[Source data]
..............................

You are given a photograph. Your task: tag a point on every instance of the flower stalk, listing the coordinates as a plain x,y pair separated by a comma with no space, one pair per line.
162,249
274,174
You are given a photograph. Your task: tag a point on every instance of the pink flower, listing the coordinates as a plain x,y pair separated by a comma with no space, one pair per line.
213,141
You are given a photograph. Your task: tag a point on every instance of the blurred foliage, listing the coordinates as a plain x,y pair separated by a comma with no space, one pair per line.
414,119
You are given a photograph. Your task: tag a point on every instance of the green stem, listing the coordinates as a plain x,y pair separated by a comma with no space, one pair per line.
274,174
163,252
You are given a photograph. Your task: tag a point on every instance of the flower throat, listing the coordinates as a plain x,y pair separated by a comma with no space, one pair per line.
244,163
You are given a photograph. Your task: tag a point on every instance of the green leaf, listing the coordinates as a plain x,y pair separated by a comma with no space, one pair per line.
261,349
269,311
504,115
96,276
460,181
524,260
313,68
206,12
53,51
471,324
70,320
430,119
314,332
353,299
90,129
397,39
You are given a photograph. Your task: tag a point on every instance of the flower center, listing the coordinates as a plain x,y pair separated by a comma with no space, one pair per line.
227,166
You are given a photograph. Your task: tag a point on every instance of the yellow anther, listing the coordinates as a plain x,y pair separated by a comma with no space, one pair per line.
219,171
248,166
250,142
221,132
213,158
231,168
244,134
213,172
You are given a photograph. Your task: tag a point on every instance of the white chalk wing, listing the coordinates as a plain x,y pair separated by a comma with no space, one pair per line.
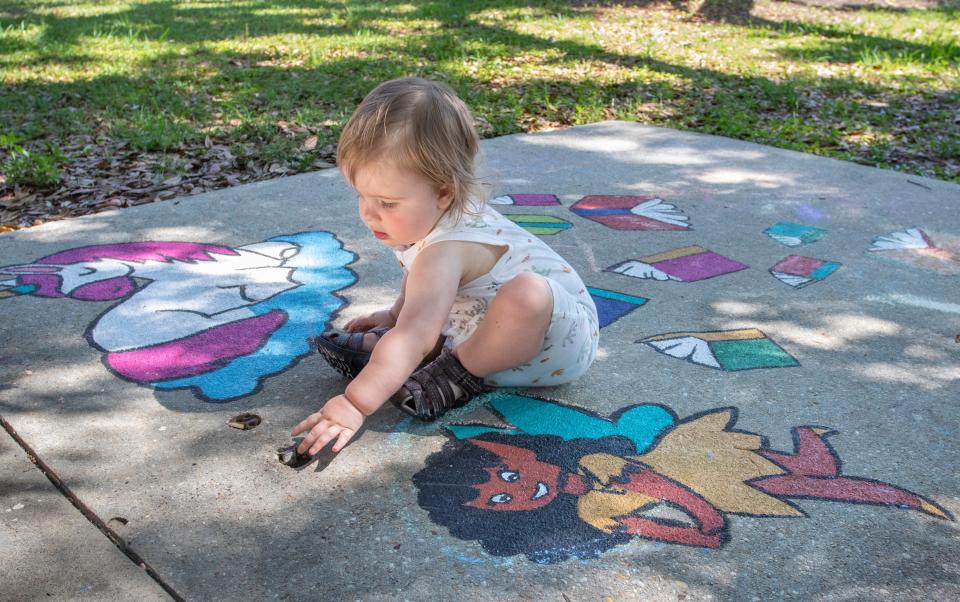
644,271
696,350
660,211
905,239
791,279
790,241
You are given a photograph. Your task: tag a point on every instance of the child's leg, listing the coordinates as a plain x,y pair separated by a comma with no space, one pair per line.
512,331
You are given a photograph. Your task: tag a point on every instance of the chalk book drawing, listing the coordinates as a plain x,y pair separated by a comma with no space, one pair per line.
686,264
727,350
613,305
538,224
799,271
211,318
527,200
917,247
631,212
794,235
555,482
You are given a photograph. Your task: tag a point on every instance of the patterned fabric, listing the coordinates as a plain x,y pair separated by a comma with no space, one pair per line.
574,311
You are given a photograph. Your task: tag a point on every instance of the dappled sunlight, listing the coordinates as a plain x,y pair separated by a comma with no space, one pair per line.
915,301
741,176
834,333
589,143
205,233
740,308
925,376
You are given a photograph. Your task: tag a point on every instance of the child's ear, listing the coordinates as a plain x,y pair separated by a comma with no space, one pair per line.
445,198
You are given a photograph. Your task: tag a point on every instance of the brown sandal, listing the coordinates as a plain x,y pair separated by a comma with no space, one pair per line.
429,393
344,350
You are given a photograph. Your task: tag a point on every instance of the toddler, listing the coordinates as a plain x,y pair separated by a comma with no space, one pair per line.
483,303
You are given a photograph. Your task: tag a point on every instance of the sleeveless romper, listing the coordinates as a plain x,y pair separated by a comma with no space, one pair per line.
570,344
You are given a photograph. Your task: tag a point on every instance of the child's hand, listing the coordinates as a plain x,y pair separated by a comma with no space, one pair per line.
338,418
375,320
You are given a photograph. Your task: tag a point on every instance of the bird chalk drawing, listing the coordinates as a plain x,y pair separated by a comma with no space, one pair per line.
559,482
686,264
920,248
211,318
727,350
631,212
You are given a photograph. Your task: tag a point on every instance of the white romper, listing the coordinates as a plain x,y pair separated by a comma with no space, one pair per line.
570,344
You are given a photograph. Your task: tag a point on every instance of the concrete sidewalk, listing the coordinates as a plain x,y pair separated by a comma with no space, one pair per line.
826,373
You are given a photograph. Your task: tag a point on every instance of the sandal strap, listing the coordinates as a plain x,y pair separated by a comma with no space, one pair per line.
428,393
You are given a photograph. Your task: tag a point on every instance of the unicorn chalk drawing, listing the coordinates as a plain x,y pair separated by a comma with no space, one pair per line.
191,315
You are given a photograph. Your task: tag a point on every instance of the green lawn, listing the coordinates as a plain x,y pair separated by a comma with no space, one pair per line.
90,86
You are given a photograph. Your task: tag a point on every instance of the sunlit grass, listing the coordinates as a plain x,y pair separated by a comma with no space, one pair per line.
162,74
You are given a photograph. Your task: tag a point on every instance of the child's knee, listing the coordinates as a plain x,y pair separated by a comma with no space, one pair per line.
528,294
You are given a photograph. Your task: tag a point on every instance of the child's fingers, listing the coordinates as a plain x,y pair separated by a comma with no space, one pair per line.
345,435
325,436
306,424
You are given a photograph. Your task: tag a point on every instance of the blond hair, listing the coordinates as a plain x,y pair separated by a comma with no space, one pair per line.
422,125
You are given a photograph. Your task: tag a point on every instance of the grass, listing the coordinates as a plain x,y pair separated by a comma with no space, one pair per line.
874,85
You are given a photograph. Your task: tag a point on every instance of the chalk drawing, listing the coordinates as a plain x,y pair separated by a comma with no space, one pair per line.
631,212
538,224
211,318
799,271
728,350
686,264
611,305
794,235
920,248
529,200
559,482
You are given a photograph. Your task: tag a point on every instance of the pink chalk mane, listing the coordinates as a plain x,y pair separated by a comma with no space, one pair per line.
48,285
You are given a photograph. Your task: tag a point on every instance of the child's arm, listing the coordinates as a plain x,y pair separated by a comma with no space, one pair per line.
429,291
377,319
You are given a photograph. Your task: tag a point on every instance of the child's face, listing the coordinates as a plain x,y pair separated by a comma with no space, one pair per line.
399,205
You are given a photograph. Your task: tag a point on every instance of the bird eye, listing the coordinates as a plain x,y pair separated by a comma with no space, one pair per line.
500,498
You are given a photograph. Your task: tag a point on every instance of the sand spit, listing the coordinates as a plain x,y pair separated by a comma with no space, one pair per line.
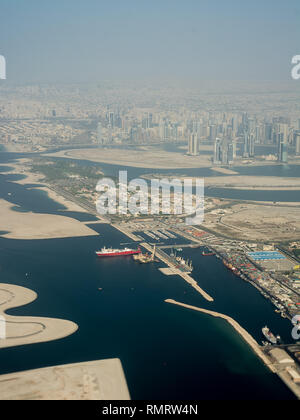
246,336
185,276
20,330
94,380
149,158
20,225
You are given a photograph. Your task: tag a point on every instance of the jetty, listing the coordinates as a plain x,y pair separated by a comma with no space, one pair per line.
185,276
244,334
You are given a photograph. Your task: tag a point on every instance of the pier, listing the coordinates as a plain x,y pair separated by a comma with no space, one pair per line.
185,276
246,336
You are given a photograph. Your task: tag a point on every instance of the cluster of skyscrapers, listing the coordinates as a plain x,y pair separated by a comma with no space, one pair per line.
246,133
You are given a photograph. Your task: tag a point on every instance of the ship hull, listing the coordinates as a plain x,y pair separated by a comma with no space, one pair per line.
117,254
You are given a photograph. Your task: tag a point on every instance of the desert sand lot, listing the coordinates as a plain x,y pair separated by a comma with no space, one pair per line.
257,223
20,330
146,158
20,225
94,380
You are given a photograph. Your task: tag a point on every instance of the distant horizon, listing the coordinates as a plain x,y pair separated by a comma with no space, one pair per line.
82,42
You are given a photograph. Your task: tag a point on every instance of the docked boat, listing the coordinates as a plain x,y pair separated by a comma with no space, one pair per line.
269,336
113,252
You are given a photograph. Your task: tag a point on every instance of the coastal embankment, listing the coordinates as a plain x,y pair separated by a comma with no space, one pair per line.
244,334
20,330
185,276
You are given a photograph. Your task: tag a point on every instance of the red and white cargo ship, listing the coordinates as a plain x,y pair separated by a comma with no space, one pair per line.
112,252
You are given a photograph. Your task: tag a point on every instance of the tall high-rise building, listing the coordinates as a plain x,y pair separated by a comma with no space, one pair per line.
212,132
99,133
218,151
297,143
193,147
281,133
248,144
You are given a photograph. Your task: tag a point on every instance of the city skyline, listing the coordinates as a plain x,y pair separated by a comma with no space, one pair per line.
68,41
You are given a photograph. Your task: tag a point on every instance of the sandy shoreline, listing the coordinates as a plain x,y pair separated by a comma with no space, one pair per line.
21,330
152,159
21,225
243,333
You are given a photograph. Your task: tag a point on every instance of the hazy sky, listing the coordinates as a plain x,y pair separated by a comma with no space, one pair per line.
91,40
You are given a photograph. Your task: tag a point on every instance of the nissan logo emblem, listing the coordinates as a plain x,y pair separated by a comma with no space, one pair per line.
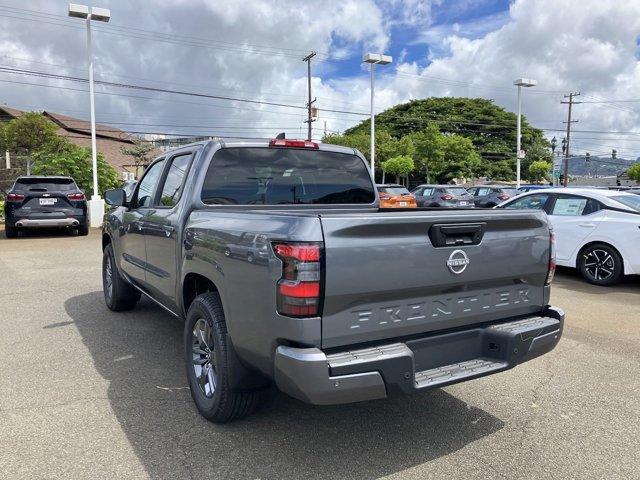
458,262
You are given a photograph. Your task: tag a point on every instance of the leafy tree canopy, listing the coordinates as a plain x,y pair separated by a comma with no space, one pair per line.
31,132
74,161
490,129
539,170
400,165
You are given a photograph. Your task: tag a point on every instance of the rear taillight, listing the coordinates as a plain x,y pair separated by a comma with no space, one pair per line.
281,142
552,257
299,288
15,197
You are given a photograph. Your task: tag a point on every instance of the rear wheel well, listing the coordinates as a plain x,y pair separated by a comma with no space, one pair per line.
590,244
106,240
195,284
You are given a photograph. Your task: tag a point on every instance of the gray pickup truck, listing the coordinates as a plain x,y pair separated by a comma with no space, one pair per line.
286,271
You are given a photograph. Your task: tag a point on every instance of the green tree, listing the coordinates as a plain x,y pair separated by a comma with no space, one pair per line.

..............................

Rescale everything in the records above, from the line containing "of the hazy" down to the end, by reproducing each line with every x,y coordinate in the answers multiplied by 2.15 and rounded to the nearest whole number, halves rounded up. Leave out the pictures and give only that span.

You are given a photograph. Your task: tag a point on every instance of the hazy sky, listing the coordinates as a plain x,y pair separated by a comma with no space, one pair per line.
196,86
You are given a photograph. Your task: tag a point on every instance of the nissan logo emblem, listing the coordinates as a plain x,y pair separated by a comma with no space, one pair per line.
985,563
You are given a photograph. Your task: tag a point on every instance of the leafy tree canopy, listing the coordinates as a plain x,y pair separated by a comma with no space, one pair per line.
67,284
159,346
1054,277
1159,366
860,355
You are given a photograph. Your task: tag a point on every instance of the rear taillight, listing the coordinates as a plain x,y pair separated by a comma with no space, one pair per line.
604,305
1187,553
643,619
32,424
You are given a photograph. Your task: tag a point on every instance of the rear wheel well, listing the coordinates as a plain x,y pair separated by a comma with no space, one pair per line.
1269,525
228,516
419,611
You are given a photograph. Your task: tag a point on every instance of the gray pickup truck, listing the coordinates as a plain x,y pair separated by a comma with no space, one pair per line.
615,583
You are given a photograph. Your task: tag a point on every instance of the green tree, listing the coordinates as a plain x,y pair separated by a comma with no space, one pair per line.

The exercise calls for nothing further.